▶ **Work required**:
Rewrite everything from the line containing "Category: white t-shirt" down to the end of the records, keeping the category lines and that first line. Lower every coordinate value in the answer points by 52.

============

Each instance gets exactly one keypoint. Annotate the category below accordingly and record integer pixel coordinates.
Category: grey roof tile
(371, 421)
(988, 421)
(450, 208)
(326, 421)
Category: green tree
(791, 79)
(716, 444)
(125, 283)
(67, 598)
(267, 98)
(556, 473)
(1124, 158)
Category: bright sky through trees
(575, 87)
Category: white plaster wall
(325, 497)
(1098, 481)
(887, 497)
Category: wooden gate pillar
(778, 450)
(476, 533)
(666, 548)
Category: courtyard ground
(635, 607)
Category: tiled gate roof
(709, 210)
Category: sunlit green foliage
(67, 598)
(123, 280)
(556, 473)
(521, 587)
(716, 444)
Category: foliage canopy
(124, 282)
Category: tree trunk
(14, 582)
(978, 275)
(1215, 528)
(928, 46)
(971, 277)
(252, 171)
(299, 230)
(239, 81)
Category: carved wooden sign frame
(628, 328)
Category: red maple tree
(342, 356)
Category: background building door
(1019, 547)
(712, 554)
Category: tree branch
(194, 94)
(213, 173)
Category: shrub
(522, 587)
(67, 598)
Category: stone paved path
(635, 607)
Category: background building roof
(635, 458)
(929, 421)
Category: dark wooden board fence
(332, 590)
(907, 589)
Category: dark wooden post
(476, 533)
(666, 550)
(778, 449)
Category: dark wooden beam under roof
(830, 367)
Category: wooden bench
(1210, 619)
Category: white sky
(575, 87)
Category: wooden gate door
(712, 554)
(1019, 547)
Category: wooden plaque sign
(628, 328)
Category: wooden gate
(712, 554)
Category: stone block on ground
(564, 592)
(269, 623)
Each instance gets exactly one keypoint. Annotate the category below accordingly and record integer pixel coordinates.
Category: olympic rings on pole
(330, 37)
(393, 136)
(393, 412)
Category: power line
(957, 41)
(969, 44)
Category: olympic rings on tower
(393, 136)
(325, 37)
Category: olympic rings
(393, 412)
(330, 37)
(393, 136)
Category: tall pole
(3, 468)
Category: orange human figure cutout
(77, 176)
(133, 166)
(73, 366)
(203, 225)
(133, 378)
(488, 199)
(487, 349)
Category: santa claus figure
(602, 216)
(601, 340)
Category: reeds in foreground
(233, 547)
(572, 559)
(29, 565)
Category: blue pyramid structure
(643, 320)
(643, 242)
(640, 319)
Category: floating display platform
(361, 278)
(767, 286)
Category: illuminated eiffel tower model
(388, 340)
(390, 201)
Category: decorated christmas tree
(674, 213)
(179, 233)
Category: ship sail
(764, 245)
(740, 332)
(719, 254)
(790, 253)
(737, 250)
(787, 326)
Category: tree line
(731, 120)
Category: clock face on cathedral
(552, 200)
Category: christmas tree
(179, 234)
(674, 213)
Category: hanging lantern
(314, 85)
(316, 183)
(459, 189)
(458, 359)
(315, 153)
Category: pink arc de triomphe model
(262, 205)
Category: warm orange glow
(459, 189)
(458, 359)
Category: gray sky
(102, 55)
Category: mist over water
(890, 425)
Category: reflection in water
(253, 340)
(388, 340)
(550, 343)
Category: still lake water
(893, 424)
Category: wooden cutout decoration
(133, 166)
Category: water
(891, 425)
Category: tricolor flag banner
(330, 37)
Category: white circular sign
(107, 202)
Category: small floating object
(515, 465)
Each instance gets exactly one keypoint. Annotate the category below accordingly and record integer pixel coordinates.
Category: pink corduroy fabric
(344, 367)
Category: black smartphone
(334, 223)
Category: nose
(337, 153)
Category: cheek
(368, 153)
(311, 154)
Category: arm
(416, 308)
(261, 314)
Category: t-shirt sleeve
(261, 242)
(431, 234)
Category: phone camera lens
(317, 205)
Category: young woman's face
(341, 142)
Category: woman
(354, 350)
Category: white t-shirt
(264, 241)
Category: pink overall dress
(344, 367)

============

▶ **Answer to this problem**:
Category: white t-shirt
(212, 189)
Category: pink overall dress
(292, 315)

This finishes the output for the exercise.